**Excerpt**
....
Every year, thousands of cats and dogs undergo a dangerous and expensive procedure. A procedure that not only results in unnecessary death but is in some cases completely superfluous.
What is this risky practice?
It’s going under anesthesia in order to get their teeth cleaned.
Each year approximately one in 1,000 otherwise healthy cats and one in 2,000 otherwise healthy dogs die under anesthesia. That is a low number. A relatively safe ratio or odds for such an intense procedure. But if the reason for undergoing medical anesthesia is as simple as a dental cleaning, it is too ridiculously high.
Anesthesia is a wonder of modern science. It makes so many medical procedures possible for humans and animals. I have nothing against it when it’s needed.
But is it really needed to clean teeth? Is it worth the risk?
In addition to the safety issue, it usually costs between $500 to $1,200 to have this procedure done. Which is no small dent to anyone’s pocketbook. Especially since it is not needed.
The least expensive method of maintaining your pet’s oral health is prevention. And – as they say - an ounce of prevention is worth a pound of cure. But it’s also safer.
There is a natural almost fool-proof alternative that is less risky and less expensive.
Veterinarians have even started to slowly come around to this natural preventative. I imagine it’s difficult for some since teeth cleanings are such a great profit center for their practice, but many are starting to recommend it. Likely because it is simply better for the animal.
Have you ever heard of or seen a wild canine or feline with a tartar problem? It really does not happen. Wolves in the Northwest or big cats in the preserves aren’t found with tooth issues.
It’s simple. Wild canines and felines eat raw meat and bones.
As they eat raw meat and bones, saliva with specific enzymes are created in the mouth that inhibit tartar growth. And, more importantly, any tartar that may form is scraped off the teeth by the bones and cartilage making for pearly white teeth and great breath.
In the pet industry the raw diet has become very popular over the last 10 years. There are many companies that manufacture this raw frozen diet which consist of raw meat, ground up bones, and vegetables with supplements.
....
**Supplied entries**

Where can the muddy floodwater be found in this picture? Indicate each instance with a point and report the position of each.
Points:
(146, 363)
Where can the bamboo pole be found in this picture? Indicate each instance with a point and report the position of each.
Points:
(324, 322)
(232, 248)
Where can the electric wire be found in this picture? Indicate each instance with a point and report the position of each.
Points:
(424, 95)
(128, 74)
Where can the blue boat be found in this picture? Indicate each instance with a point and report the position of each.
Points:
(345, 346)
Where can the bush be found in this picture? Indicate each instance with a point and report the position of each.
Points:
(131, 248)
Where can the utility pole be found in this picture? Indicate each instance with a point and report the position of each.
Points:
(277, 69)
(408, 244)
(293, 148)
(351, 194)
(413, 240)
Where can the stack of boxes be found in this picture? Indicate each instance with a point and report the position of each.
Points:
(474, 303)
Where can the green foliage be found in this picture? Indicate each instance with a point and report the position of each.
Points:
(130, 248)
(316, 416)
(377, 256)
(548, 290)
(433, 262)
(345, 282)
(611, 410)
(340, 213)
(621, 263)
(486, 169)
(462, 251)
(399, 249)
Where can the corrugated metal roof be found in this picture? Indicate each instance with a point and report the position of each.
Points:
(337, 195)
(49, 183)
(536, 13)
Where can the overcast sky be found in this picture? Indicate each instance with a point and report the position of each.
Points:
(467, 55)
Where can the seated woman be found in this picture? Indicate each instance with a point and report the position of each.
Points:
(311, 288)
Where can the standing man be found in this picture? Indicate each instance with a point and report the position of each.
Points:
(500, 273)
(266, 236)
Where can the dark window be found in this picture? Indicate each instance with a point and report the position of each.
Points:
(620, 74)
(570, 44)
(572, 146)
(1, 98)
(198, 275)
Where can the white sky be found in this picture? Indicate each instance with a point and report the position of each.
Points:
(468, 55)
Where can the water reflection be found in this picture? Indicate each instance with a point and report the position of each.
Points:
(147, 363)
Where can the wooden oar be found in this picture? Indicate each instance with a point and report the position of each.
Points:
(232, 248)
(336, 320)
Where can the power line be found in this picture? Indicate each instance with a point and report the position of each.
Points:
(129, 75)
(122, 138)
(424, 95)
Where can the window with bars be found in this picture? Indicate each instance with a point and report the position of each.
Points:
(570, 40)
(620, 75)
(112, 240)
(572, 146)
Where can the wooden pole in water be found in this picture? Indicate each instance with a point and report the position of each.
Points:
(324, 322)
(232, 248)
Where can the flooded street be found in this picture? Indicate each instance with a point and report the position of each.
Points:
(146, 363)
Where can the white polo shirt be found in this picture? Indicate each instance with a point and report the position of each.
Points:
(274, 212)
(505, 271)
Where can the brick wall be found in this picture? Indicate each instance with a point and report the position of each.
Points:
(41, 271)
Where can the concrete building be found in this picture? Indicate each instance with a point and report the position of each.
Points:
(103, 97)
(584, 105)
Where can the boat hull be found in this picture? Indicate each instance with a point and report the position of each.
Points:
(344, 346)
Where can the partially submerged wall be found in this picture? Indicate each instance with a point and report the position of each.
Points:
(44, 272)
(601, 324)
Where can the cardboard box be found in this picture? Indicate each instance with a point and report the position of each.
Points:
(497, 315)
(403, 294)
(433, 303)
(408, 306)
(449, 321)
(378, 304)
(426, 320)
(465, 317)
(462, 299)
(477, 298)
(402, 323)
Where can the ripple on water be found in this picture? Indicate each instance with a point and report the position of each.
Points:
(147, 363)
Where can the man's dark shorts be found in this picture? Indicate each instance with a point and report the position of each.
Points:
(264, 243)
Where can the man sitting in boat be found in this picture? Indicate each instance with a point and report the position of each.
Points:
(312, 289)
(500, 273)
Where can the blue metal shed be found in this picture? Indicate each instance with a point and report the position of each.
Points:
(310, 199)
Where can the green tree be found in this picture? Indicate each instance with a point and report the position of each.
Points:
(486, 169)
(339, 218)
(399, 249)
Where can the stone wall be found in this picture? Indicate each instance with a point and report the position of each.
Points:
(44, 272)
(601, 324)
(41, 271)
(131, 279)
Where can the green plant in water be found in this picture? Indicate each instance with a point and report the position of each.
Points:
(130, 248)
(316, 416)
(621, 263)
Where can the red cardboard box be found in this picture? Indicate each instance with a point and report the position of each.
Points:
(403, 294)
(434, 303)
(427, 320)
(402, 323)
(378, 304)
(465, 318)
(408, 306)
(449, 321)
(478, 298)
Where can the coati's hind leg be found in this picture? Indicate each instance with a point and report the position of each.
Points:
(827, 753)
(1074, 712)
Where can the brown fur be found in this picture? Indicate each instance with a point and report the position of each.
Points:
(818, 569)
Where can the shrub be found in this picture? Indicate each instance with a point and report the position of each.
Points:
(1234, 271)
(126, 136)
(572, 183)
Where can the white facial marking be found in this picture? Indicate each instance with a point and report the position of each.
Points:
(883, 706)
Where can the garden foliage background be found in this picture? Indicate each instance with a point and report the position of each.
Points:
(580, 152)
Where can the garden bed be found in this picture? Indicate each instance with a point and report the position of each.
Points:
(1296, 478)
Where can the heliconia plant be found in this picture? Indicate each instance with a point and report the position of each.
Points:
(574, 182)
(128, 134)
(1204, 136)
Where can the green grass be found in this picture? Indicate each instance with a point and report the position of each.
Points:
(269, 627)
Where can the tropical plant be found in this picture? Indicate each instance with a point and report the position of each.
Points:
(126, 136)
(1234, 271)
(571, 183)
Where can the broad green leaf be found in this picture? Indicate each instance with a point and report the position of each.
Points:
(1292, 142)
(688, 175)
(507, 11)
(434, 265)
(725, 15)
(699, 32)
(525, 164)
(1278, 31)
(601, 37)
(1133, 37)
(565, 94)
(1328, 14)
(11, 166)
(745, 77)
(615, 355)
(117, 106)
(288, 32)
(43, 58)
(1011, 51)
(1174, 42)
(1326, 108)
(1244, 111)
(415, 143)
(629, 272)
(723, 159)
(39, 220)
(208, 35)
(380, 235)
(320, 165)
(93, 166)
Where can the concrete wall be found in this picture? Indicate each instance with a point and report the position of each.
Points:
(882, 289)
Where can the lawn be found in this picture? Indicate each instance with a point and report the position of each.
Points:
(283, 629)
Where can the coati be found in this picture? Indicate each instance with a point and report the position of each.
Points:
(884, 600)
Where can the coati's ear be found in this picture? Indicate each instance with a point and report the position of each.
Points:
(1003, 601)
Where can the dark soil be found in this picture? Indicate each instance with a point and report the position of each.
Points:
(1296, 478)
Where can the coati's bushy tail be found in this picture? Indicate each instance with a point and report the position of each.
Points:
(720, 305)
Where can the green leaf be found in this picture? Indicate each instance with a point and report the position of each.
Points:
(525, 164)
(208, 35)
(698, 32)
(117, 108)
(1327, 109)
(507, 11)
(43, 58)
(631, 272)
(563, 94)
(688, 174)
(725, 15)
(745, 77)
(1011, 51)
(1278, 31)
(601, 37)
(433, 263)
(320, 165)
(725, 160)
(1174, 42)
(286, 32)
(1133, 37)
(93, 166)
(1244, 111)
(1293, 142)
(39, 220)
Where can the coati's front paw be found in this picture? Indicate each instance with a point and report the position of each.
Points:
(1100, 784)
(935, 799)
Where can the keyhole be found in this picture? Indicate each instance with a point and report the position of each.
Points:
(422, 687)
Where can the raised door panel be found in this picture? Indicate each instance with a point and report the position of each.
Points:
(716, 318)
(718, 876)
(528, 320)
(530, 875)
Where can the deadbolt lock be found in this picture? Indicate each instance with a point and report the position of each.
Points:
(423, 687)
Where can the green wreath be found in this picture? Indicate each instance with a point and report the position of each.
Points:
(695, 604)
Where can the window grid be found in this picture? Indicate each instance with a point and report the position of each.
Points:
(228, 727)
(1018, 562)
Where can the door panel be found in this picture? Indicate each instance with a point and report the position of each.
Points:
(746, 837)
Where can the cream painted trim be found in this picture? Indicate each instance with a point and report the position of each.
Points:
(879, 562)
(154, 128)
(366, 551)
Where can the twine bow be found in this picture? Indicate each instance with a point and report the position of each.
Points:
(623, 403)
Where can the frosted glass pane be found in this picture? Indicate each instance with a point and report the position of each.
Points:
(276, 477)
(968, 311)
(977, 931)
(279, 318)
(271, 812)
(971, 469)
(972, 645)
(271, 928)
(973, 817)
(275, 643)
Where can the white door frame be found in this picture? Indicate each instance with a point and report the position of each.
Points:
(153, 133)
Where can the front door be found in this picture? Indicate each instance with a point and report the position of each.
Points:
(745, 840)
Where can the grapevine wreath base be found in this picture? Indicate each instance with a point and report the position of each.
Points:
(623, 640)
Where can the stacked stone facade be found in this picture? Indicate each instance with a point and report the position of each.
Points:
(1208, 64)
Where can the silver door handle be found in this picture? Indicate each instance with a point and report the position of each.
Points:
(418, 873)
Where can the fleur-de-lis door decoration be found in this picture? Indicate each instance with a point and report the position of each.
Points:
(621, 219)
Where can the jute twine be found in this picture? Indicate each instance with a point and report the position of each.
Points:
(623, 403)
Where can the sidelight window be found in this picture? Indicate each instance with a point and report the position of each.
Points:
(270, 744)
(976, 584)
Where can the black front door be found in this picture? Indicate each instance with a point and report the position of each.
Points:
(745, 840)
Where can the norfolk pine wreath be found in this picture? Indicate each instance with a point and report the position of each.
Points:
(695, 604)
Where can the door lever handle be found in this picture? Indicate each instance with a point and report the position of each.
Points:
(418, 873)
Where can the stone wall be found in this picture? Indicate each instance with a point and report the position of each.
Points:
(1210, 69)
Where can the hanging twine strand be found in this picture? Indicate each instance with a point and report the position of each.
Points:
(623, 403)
....
**Exercises**
- 1) Answer these questions from the text on pet dental cleaning under anesthesia:
(a) According to the text, what share of otherwise healthy dogs die under anesthesia each year?
(b) What cost range does the text give for the procedure?
(c) What does the text say wild canines and felines eat?
- 2) Write the next few paragraphs of the text on pet dental cleaning under anesthesia, starting after its last sentence.

**Written answers**
- 1)
(a) One in 2,000.
(b) Between $500 and $1,200.
(c) Raw meat and bones.

- 2)
Some of these companies sell raw turkey and chicken necks as well. And these are what I really like and recommend.
I have had many clients over the years who have shown me their dogs’ mouths and they’re filled with disgusting yellow tartar and seriously bad breath. These are sign of a mouth not in balance.
I recommend a program of 3 turkey and/or chicken necks a week for a six- to eight-week period.
These turkey and chicken necks consist of raw meat and cartilage. When the dogs chew on these necks enzymes are released and the cartilage naturally scrapes the tartar off of the teeth.
After 6 weeks, the dog’s teeth look white and beautiful and their breath is wonderfully fresh.
You can usually buy the necks frozen. I like to start out giving the dog a frozen neck right out of the freezer.
Never give your dog cooked bones or necks as the bones become brittle and can splinter and possibly choke the dog. Raw bones bend and do not splinter, so in general choking is usually not a problem. However, always monitor your dog when they are chewing on these necks or bones.
I give small dogs either a couple of the chicken necks or a turkey hen neck. Large dogs get Cobb necks. When you give your dog these necks, I would consider it one of the dog’s meals for the day.
At first the dog may not know what to do with this frozen neck. That is normal. After a few times of having them their natural appetites kick in and they end of loving this new treat.
Continue to give your dog a regiment of raw necks a few times a week and your dog’s teeth should continue to stay clean and their breath will remain fresh. Naturally.
Annual teeth cleaning with the risk and expense of anesthesia will be a thing of the past.